» About this task: The entries should be written out again exactly as they read.

Point-per-instance localization data:
---------------

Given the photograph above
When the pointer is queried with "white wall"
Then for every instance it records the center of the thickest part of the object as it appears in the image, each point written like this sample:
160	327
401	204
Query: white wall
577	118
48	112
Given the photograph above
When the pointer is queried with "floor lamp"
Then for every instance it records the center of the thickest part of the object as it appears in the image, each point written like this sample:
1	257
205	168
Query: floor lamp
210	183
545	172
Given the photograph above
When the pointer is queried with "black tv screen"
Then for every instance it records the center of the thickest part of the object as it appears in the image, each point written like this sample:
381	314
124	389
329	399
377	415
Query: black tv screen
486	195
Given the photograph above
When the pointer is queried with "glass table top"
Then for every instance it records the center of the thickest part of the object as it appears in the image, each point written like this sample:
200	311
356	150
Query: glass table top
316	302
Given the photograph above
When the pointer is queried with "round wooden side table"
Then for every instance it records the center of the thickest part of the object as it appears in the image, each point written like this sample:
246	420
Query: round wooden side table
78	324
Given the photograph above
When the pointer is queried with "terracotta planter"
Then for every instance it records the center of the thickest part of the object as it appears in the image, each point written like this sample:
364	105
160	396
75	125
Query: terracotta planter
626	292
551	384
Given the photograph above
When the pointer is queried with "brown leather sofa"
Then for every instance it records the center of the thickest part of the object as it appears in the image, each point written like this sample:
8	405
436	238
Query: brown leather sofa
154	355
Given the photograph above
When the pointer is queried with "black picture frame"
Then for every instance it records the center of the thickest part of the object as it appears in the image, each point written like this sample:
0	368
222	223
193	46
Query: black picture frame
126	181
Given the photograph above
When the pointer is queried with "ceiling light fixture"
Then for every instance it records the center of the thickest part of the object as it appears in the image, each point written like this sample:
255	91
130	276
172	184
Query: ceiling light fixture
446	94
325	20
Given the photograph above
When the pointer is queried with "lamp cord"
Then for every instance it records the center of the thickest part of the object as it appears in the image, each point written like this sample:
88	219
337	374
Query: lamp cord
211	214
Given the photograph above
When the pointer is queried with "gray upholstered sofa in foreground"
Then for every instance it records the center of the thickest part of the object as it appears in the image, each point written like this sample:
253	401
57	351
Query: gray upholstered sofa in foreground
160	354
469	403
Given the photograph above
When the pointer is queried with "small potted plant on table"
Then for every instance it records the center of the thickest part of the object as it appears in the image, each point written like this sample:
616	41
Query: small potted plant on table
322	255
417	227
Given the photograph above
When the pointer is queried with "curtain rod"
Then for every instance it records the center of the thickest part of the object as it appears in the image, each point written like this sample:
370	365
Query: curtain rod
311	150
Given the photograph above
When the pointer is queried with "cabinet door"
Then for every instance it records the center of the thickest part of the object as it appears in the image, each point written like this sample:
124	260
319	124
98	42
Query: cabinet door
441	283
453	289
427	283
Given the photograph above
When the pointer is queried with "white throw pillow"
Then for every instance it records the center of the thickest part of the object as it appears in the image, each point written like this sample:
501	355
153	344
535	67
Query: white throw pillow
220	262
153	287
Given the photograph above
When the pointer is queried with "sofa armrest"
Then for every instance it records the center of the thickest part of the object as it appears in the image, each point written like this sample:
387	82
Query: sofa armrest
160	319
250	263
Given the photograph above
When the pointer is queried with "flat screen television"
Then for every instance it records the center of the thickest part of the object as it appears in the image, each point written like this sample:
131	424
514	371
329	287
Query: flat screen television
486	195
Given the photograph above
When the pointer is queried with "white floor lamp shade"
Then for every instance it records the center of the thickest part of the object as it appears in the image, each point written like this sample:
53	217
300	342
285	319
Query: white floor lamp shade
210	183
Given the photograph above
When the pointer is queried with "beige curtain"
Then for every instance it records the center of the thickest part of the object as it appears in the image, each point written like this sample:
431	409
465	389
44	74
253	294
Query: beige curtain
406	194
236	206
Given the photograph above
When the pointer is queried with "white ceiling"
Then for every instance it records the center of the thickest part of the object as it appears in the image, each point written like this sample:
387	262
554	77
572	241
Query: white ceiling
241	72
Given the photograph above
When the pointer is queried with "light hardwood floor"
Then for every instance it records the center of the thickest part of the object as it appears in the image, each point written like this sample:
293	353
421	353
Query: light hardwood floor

---------------

» Response:
Given the photograph above
When the pointer is queried with "white wall"
Then for every instance it records the center of the thickest part of the object as it appears in the image, each point written like this sample:
160	327
401	204
Query: white wall
577	118
48	112
Given the photograph above
When the pointer is queried with "floor lamp"
Then for every instance it records the center of the thickest part of the object as it appears in the image, each point written like this sample:
1	257
205	168
Query: floor lamp
210	183
545	172
Given the photograph above
When the pointer is queried with "black tv screen"
Then for every instance it records the center of the thickest part of the object as it appears in the image, each point written like this sample:
381	314
124	389
329	399
377	415
Query: black tv screen
486	195
Given the photograph above
When the pointer is queried with "glass table top"
Then for every instance it records the center of the thickest part of the object as it appears in the image, each point written like this sample:
200	311
356	150
Query: glass table top
316	302
Given the photograph above
When the pointer is queried with "round wooden side table"
Then for every instance it records the center of the thickest part of the object as it appears in the image, each point written like this sample:
246	420
Query: round wooden side table
78	324
Given the photograph above
When the pointer is queried with "terracotta planter"
Then for every instance it records the center of the thickest part of the object as it appears in the image, each point written like this sample:
364	105
160	396
75	125
Query: terracotta planter
626	292
551	384
Given the photograph above
When the pointer is queried with "brown leather sofa"
Then for every instance it records the center of the thickest part of the object as it appears in the image, each point written like this sample:
8	405
436	238
Query: brown leather sofa
154	355
Given the photograph above
When the pointer is queried with "black picture frame"
Then for every instance it records the center of the thickest part of the object as it appears in the image, each point written like this sample:
0	368
222	223
193	46
Query: black picture frame
126	181
Given the photograph above
When the pointer is queried with "ceiling light fixture"
Then for every instance it records the center of the thickest part of the object as it appears in the image, each point written like this sample:
255	91
130	276
172	184
Query: ceiling light fixture
446	94
325	20
Given the photograph above
When the pointer is queried with "lamp cord"
Then for every instance it records the center of the thickest part of the object as it appears in the image, each point written like this sample:
88	219
337	374
Query: lamp cord
211	214
Given the photograph above
When the pointer is queried with "gray upholstered sofa in foreground"
Then for every instance it records the center of the thickest part of the object as it appears in the image, each point written like this sample:
253	401
57	351
Query: gray upholstered sofa in foreground
160	354
469	403
Given the photograph above
When the pointer is queried with "small potted plant on table"
Then for every instance it records the center of the thickest part of the object as it appears in the image, each point written like this sample:
616	41
Query: small potted plant on table
322	255
417	227
Given the photograph above
When the pointer is queried with "curtain rod"
Then for every instance it records the center of the thickest part of the object as it appears in the image, each point written like this sample:
370	365
Query: curtain rod
311	150
Given the photograph above
When the pointer is queried with "cabinet door"
Then for every instance it records the center of the thickest part of the object as it appears in the image, each point written like this sample:
124	260
319	124
98	42
Query: cabinet door
441	283
453	289
427	283
Given the photograph above
When the pointer is queried with "white throw pillow"
Then for every instance it records the center of the thickest part of the object as it appears in the image, each point written like this sample:
501	355
153	344
535	67
Query: white throw pillow
220	262
153	287
Given the photograph above
When the pointer is queried with "sofa armrest"
Then for every instance it records the center of the thickest part of the object as it appears in the image, each point written like this sample:
387	82
Query: sofa armrest
160	319
250	263
Given the photograph above
When the pointer is queried with "flat screen television"
Then for every instance it records the center of the thickest part of the object as it appears in the image, each point written like this sample:
131	424
514	371
329	287
Query: flat screen television
486	195
Given the photograph above
When the pointer is queried with "white floor lamp shade"
Then for every instance it records the center of the thickest part of the object as it appears in the image, each point written like this sample:
53	217
300	342
285	319
Query: white floor lamp shade
210	183
Given the photograph above
When the pointer is queried with "beige curtain"
Then for every instance it records the center of the thickest part of the object as it appears in the image, each point written like this sample:
431	409
465	389
44	74
253	294
Query: beige curtain
406	194
236	206
Given the photograph above
When the pointer is queried with "white ceiling"
Then for every instance it records the center of the thickest part of the object as it appears in the image, each point written like this sample:
387	262
554	77
572	241
Query: white ceiling
241	72
Given the photograph above
When the pointer is queried with "light hardwood floor"
Then for every instance it records the center of the thickest part of the object as it appears in the image, each point written like this sample:
293	353
421	353
Query: light hardwood floor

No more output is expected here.